__Provided text__:
__________________________________________________

This spring the National Association of Student Financial Aid Administrators issued a report about implementing prior-prior year income data for the FAFSA and some of the implications. Are there concerns and uncertainties about it? Yes. Will this force colleges and universities to change? Yes. Will traditional admissions practices be impacted? Yes. Will other enrollment professionals and I have to get creative to respond to a new admissions calendar? Yes.
Yet, despite those uncertainties and concerns, PPY, a truly student-centered solution, is ultimately good for the college search and selection process and the feds should be commended for this forward-thinking simplification of the financial aid process. Most important, will it simplify processes for families and make our complex system a bit easier for them to navigate? Undoubtedly.
Some of the major benefits include:
PPY will allow students to file their FAFSA much earlier. Instead of waiting until Jan. 1, after college applications have mostly been submitted, the financial aid application process now will align more closely with timelines for the traditional application process. PPY relies on tax returns and information completed before the senior year, so aid awards can be given much earlier in the recruitment and admissions process, consequently providing students and their families with valuable information about cost earlier.

__________________________________________________

Records from a dataset:
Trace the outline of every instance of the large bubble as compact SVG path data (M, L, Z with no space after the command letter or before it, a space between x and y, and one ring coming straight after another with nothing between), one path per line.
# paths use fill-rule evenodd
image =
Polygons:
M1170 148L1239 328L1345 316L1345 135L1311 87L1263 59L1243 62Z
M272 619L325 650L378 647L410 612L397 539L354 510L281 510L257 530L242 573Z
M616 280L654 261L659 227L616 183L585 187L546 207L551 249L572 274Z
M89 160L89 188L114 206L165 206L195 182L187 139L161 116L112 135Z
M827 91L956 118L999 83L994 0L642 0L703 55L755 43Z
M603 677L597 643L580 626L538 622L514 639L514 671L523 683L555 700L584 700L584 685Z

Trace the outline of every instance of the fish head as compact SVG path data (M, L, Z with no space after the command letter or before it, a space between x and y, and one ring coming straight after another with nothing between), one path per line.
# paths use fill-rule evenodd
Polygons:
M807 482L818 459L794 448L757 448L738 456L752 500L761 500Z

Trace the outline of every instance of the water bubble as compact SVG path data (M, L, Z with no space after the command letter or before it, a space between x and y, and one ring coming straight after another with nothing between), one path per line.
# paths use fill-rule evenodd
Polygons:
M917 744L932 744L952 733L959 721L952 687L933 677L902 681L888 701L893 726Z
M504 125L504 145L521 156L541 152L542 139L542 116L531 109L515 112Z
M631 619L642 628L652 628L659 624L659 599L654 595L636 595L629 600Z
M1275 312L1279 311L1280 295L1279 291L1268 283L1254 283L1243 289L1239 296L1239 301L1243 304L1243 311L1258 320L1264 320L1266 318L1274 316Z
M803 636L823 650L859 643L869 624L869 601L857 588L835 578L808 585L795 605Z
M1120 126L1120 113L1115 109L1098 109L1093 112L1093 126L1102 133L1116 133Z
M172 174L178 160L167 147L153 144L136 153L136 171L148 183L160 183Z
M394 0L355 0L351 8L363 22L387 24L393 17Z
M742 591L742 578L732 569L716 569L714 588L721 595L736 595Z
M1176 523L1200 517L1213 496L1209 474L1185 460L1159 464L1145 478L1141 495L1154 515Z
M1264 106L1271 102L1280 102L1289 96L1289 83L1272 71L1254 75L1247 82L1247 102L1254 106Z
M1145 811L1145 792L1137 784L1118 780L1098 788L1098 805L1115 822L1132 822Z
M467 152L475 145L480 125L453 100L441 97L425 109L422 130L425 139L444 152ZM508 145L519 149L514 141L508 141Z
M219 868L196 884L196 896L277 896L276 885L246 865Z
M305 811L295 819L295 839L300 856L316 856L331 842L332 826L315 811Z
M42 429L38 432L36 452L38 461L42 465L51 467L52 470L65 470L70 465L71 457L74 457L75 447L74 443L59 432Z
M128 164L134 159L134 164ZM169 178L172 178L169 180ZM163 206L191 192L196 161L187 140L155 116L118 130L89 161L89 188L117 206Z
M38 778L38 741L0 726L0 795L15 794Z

__________________________________________________

How would you sum up the piece on using prior-prior year income data for the FAFSA in two sentences?

__Correct output__: A spring report from the National Association of Student Financial Aid Administrators on using prior-prior year (PPY) income data for the FAFSA brings concerns and uncertainties: PPY will force colleges and universities to change, affect traditional admissions practices, and require enrollment professionals to get creative with a new admissions calendar. Even so, PPY is a student-centered simplification that will make the process easier for families, chiefly by letting students file the FAFSA much earlier using tax information completed before the senior year, so aid awards and cost information come earlier in the recruitment and admissions process.